▶ **과제 자료**:
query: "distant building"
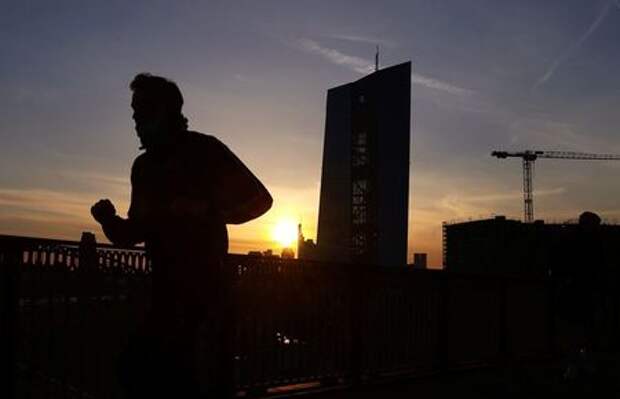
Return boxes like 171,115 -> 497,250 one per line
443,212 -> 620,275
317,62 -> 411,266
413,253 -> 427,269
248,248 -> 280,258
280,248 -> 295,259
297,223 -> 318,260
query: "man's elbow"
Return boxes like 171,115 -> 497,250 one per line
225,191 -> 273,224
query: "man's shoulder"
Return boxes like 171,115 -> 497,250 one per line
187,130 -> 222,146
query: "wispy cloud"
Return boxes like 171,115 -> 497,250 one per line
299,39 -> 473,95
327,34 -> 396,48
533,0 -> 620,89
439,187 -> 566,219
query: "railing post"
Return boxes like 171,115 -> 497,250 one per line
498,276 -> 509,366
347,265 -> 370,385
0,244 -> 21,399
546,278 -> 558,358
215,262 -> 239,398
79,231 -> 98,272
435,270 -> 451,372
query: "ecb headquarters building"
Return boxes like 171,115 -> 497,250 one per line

...

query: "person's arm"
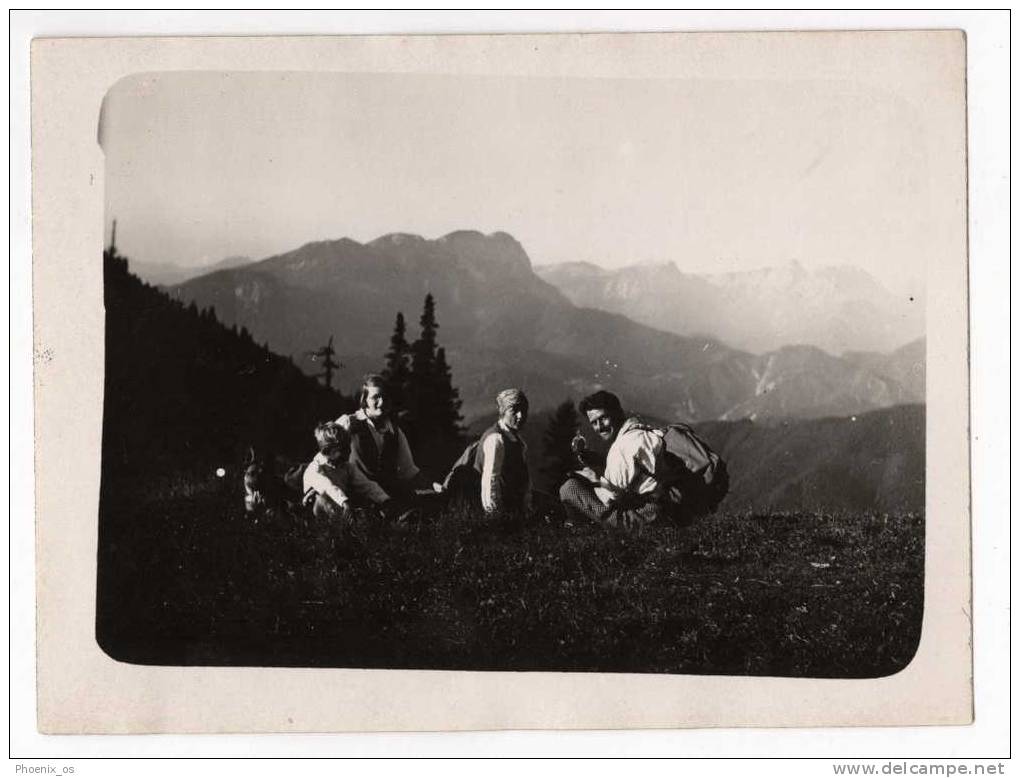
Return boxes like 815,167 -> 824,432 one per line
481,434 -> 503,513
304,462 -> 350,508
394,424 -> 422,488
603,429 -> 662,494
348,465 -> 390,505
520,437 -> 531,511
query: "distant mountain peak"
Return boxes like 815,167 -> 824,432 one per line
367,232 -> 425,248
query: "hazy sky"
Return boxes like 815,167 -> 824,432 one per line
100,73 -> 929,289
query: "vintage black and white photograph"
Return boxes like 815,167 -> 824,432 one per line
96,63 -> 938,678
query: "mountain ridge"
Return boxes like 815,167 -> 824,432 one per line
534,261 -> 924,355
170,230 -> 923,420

==

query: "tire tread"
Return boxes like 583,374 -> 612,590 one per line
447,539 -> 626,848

▶ **주어진 과제**:
위 목록에서 "distant"라는 단어가 들어 있는 줄을 모두 찾아 그대로 옮겨 적으세요.

▶ **답변**:
query: "distant building"
query: "distant mountain peak"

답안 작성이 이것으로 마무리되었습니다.